Region annotation entries:
------------------------------------

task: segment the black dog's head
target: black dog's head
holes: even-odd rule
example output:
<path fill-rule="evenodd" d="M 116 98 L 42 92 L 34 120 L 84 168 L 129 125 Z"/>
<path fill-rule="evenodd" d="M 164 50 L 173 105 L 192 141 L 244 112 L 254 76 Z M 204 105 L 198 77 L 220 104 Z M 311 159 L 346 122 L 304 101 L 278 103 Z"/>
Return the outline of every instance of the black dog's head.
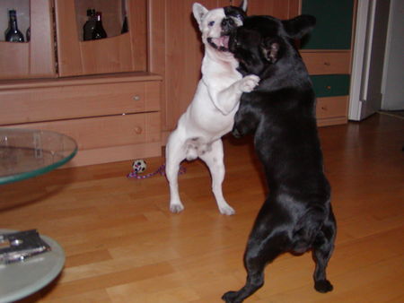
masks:
<path fill-rule="evenodd" d="M 242 74 L 260 75 L 283 57 L 299 56 L 293 40 L 310 32 L 315 22 L 310 15 L 285 21 L 270 16 L 247 17 L 243 25 L 233 31 L 229 49 L 240 61 Z"/>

------------------------------------

[WRITTEN REQUEST]:
Repeat the listing verbatim. Skip the pictures.

[RESULT OF THE EXERCISE]:
task: segment the black dog's head
target: black dog's head
holes: even-odd rule
example output:
<path fill-rule="evenodd" d="M 116 98 L 42 92 L 34 120 L 84 168 L 129 125 Z"/>
<path fill-rule="evenodd" d="M 164 50 L 173 105 L 192 141 L 244 112 L 254 76 Z M 204 105 L 198 77 L 220 104 Z M 311 159 L 346 122 L 304 101 L 278 103 Z"/>
Return the outline of every instance of the black dog's head.
masks:
<path fill-rule="evenodd" d="M 242 74 L 260 75 L 283 57 L 299 56 L 293 40 L 310 32 L 315 22 L 310 15 L 285 21 L 270 16 L 247 17 L 243 25 L 233 31 L 229 49 L 240 61 Z"/>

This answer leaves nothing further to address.